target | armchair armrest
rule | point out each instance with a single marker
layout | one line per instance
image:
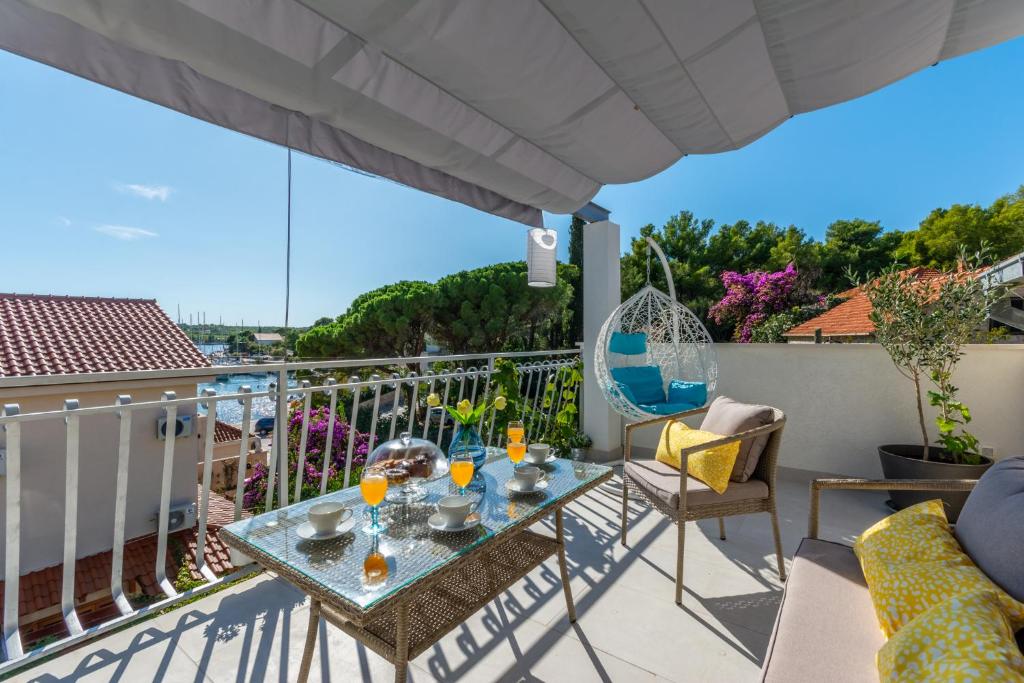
(878, 484)
(631, 427)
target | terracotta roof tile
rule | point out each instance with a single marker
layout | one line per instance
(64, 335)
(852, 317)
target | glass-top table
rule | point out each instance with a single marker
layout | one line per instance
(400, 592)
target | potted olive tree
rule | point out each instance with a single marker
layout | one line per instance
(924, 325)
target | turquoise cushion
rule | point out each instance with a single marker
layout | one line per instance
(634, 344)
(643, 381)
(687, 392)
(666, 409)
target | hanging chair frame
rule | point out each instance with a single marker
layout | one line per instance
(677, 341)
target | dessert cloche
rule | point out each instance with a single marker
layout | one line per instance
(407, 462)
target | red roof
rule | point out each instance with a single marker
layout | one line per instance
(64, 335)
(852, 317)
(223, 432)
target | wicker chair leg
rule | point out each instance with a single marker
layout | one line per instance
(626, 503)
(679, 561)
(401, 644)
(307, 649)
(778, 544)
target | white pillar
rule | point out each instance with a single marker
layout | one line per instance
(601, 295)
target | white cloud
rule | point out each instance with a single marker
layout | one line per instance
(126, 232)
(161, 193)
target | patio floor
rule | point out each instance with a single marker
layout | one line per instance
(629, 629)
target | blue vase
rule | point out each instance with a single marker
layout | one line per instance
(467, 440)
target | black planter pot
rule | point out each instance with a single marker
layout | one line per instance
(904, 462)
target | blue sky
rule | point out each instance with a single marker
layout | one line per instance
(104, 195)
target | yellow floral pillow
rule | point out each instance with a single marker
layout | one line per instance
(966, 638)
(911, 563)
(713, 466)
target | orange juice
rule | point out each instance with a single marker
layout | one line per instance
(375, 568)
(462, 472)
(374, 487)
(516, 452)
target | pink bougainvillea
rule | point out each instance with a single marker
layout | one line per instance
(751, 298)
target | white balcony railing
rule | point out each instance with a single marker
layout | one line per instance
(538, 376)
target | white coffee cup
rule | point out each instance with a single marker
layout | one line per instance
(538, 453)
(526, 476)
(455, 509)
(325, 517)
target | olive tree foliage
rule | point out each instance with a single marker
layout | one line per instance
(391, 321)
(493, 309)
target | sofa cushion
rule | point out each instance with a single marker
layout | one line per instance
(687, 392)
(628, 344)
(660, 481)
(729, 417)
(991, 526)
(644, 381)
(825, 629)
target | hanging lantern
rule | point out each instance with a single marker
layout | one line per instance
(541, 257)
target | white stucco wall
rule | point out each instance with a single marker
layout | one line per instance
(43, 458)
(843, 400)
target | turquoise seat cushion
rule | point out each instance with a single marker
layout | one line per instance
(687, 392)
(667, 408)
(628, 344)
(644, 383)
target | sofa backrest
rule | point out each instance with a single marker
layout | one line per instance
(991, 526)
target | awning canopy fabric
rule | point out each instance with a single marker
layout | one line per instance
(508, 105)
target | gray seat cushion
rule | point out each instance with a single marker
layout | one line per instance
(826, 629)
(662, 481)
(991, 526)
(727, 417)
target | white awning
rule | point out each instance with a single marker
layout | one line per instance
(508, 105)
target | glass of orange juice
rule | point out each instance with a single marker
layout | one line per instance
(461, 468)
(374, 487)
(515, 431)
(516, 451)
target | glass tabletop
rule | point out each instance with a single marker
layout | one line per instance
(365, 569)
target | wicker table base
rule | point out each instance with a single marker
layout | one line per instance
(413, 625)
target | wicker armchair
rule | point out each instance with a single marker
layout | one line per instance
(705, 506)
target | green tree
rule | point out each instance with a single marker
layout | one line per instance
(390, 321)
(493, 309)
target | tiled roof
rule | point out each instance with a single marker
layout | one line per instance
(224, 432)
(40, 591)
(852, 317)
(62, 335)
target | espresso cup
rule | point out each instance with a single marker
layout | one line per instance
(325, 517)
(538, 453)
(526, 477)
(455, 509)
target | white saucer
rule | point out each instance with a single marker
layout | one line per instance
(512, 486)
(306, 532)
(436, 522)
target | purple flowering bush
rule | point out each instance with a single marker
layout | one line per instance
(312, 471)
(752, 298)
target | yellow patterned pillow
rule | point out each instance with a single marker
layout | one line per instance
(911, 562)
(713, 466)
(966, 638)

· · · · ·

◆ Directions for this task ◆
Update every one of the records above by replacing "single marker" with "single dot", keeping every other line the same. Leave the pictures out of your answer.

◆ Solved problem ◆
target | armchair armrest
rule | point out each instance with a single dot
layout | one line per instance
image:
(878, 484)
(631, 427)
target | terracotta roof tile
rule | point out each instance with a single dot
layout | one line per instance
(64, 335)
(852, 317)
target | glass-top table
rule | point out each instance with a single dot
layout | one line per instance
(400, 592)
target | potted olive tree
rule | point out each instance with a single dot
layout | one line per instance
(924, 325)
target | turquoise cushion
rule | point out each instance with a single dot
layout | one line per instance
(634, 344)
(643, 381)
(687, 392)
(666, 409)
target | hanging chair frame
rule | point out each instance with a single dot
layout | one line per instance
(677, 341)
target | dessert cloche
rule | point out each instance with a single dot
layout | one line per instance
(407, 462)
target | red roof
rule | point out each instance with a single dot
layout | one line per instance
(64, 335)
(852, 317)
(223, 432)
target | wicker chair leg
rule | point out each instance with a single dot
layout | one line per instance
(626, 503)
(679, 561)
(401, 644)
(307, 649)
(778, 544)
target | white pillar
rule | point out each instance with a single dot
layout | one line per instance
(601, 295)
target | white cloud
rule | point out each instance with a single dot
layout | one line per instance
(126, 232)
(161, 193)
target | patio floor
rule | point out each instance with a single dot
layout | one line per instance
(629, 629)
target | blue vase
rule | point out each instance with a single dot
layout | one line per instance
(467, 440)
target | black planter pot
rule | point out each instance with a single dot
layout | one line per instance
(904, 462)
target | blue sky
rule | point out each instance with a single dot
layout | one line per instance
(104, 195)
target | yellow floral pillow
rule | point out each instance with a single dot
layout | one line per instance
(966, 638)
(911, 563)
(713, 466)
target | orange juice
rule | point out each instance with a single dot
layout | one line per instance
(375, 568)
(462, 472)
(374, 487)
(516, 452)
target | pink bougainvillea
rule | point out each instance with a single dot
layout | one line per instance
(751, 298)
target | white balcony railing
rule | point out each instance with a single dot
layout | one line per instance
(538, 376)
target | white coffee cup
rule | point out each instance with a single dot
layout | one line per instance
(538, 453)
(526, 476)
(455, 509)
(325, 517)
target | olive tree foliage
rule | point out each instance with a single dot
layout | one line per instance
(391, 321)
(493, 309)
target | sofa cushion
rule | point out each instance with a single dot
layout | one line per instance
(687, 392)
(628, 344)
(660, 481)
(729, 417)
(991, 526)
(644, 381)
(825, 629)
target | hanging lantern
rule | point out each instance with a single dot
layout | one line per instance
(541, 257)
target | white stucco wall
rule | point out each instance with a single dot
layout | one line per instance
(43, 458)
(843, 400)
target | turquoise seat cushion
rule | point out each instance with a single dot
layout | one line per instance
(687, 392)
(667, 408)
(628, 344)
(644, 383)
target | sofa backrest
rule | point out each instance with a single dot
layout | one line per instance
(991, 526)
target | awning canopy fabric
rule | point out each instance with a single dot
layout | one line per instance
(508, 105)
target | gray seat cushion
rule | point out each instance with a single dot
layout | one line per instance
(826, 629)
(662, 481)
(991, 526)
(727, 417)
target | white awning
rule | point out each instance with a single dot
layout | one line per instance
(508, 105)
target | glass of orange juice
rule | point out each instance with a single dot
layout | one line per instance
(461, 468)
(374, 487)
(515, 431)
(516, 451)
target | glass tabletop
rule | point out each instance with a single dot
layout | one line per instance
(365, 569)
target | wicker table base
rule | point out each instance with a single dot
layout | one line per instance
(413, 625)
target | wicker armchair
rule | point out each instance with a single dot
layout | one line per instance
(705, 506)
target | green tree
rule | point out each instance with a single dot
layout | one line per instance
(390, 321)
(493, 309)
target | tiled roof
rule | point out each instance with a single dot
layout | one line per instance
(224, 432)
(40, 591)
(852, 317)
(62, 335)
target | espresso cup
rule | point out each instance with a single dot
layout | one line per instance
(325, 517)
(538, 453)
(526, 477)
(455, 509)
target | white saucer
rule | point out each instance with a single dot
layout | one line per instance
(512, 486)
(306, 532)
(436, 522)
target | purple flowering bush
rule | point out each instance with a single dot
layout | one line per instance
(312, 471)
(752, 298)
target | yellow patterned pillow
rule | point out each instance with a single dot
layout | one line per instance
(911, 562)
(713, 466)
(966, 638)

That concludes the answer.